## PASSAGE SHOWN

+++

Detained human rights worker, Oblate priest freed in Sri Lanka

The People’s Solidarity for Participatory Democracy of Seoul, South Korea, joined Asian and global human rights groups in denouncing Sri Lanka government’s arrest and detention of Catholic human rights worker Ruki Fernando and Oblate priest Fr. Praveen Mahesan and demanding their release. (People’s Solidarity for Participatory Democracy, Seoul, South Korea)

Manila, Philippines — Under international pressure, the Sri Lanka government on Wednesday released a human rights worker and a priest who had been detained under the country's law for checking terrorism.

Police arrested Fr. Praveen Mahesan and Ruki Fernando on Sunday night from Kilinochchi in northern Sri Lanka while the two were on a fact-finding mission in the area.

Mahesan, a member of the Oblates of Mary Immaculate order who directed the Centre for Peace and Reconciliation in Jaffna, is also parish priest of the Amaithipuran Church at Akkarayan in the Kilinochchi district. He has Tamil and Sinhalese parents.

The two were interrogated "harshly" in Kilinochchi and later in Vavuniya before they were held in the Terrorist Investigation Department headquarters in Colombo, Fernando told NCR in a telephone interview from Colombo after their release.

"I'm home now, and my parents and sister are very relieved for now," Fernando said.

The Sinhalese Catholic worker for Inform Human Rights Documentation Center in Colombo said he believes "the work and pressure exerted by so many people in Sri Lanka and all over the world eventually secured our release."

+++

## RAW DATA
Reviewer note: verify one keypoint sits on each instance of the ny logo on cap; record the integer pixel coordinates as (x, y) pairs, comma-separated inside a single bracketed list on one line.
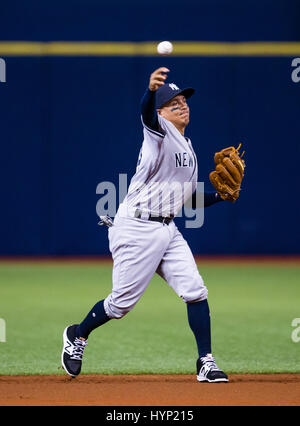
[(173, 86)]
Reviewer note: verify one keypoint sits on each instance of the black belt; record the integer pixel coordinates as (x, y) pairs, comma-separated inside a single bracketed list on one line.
[(161, 219)]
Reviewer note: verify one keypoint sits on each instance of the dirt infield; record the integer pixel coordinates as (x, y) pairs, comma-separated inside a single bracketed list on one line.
[(150, 390)]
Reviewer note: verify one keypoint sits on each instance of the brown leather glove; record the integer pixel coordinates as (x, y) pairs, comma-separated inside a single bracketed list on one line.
[(229, 173)]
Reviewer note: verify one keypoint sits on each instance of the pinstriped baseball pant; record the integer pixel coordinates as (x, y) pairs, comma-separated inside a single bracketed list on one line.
[(140, 248)]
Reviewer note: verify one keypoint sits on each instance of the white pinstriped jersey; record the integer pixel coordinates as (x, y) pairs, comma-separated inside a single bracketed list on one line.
[(166, 173)]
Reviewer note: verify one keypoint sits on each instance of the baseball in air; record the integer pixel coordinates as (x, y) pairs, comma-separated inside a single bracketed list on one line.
[(165, 48)]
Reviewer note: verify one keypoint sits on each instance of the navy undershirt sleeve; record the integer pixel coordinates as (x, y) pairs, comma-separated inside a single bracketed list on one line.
[(148, 110)]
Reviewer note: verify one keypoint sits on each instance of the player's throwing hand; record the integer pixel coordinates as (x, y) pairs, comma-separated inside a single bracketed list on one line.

+++

## WHAT THIS EXERCISE ASKS
• a. Can you edit the Sri Lanka release report by giving the stretch from "The People’s Solidarity" through "for checking terrorism." again, with "detention" changed to "imprisonment"?
• b. Can you resume the news report on the freed human rights worker and priest, picking up after its last sentence?

## RESULTS OF THE TASKS
• a.
The People’s Solidarity for Participatory Democracy of Seoul, South Korea, joined Asian and global human rights groups in denouncing Sri Lanka government’s arrest and imprisonment of Catholic human rights worker Ruki Fernando and Oblate priest Fr. Praveen Mahesan and demanding their release. (People’s Solidarity for Participatory Democracy, Seoul, South Korea)

Manila, Philippines — Under international pressure, the Sri Lanka government on Wednesday released a human rights worker and a priest who had been detained under the country's law for checking terrorism.

• b.
On Monday, Amnesty International, Forum Asia, Human Rights Watch, the International Crisis Group, and the International Commission of Jurists issued a joint statement calling for the release of the two detainees.

Their arrests came as the U.N. Human Rights Council in Geneva prepared to tackle a draft resolution sponsored by the United States, United Kingdom, Mauritius, Montenegro and Macedonia calling for an international investigation into "past abuses and to examine more recent attacks on journalists, human rights defenders and religious minorities."

Kilinochchi was the former headquarters of the Liberation Tigers of Tamil Eelam, a separatist group that lost the civil war when it ended violently in 2009, leaving tens of thousands of people dead.

"We went there to look into allegations of arbitrary arrest of several women in the north and the east during the week, and also to get a sense of what the situation was on the ground," Fernando said.

They were checking in Kilinochchi and surrounding areas where tension has been reported. On Saturday and Sunday, the two encountered "more than the usual checkpoints in the area." They were stopped in several places and delayed 15 to 20 minutes in certain areas where their identity card numbers were flagged.

"We went to visit someone in a house, then the army came and questioned us," Fernando said. "When we went on to visit another lady, that lady was already being questioned by intelligence officials, so we could not enter in her house. Finally, around 10 p.m. on Sunday, we were arrested."

They were taken in Tharmapuram near the home of Jeyakumari Balendra, who was arrested a week earlier for allegedly harboring an absconding Tiger.

"Initially we were told that (our arrest) was in relation to a shooting incident. Later, they said we were arrested in relation to supporting terrorism," Fernando said. Interrogations were "intense" and the two were not allowed access to their lawyers despite their requests.

Several lawyers and friends came to the police station after Fernando sent a text message about their arrest. Bishop Thomas Soundaranayagam of Jaffna sent senior priest Fr. Paul Natchathiram to the Kilinochchi police station to help them. "The Jaffna diocese issued a statement from Catholics calling for our release. There are many individual priests who were also lobbying for us," Fernando said.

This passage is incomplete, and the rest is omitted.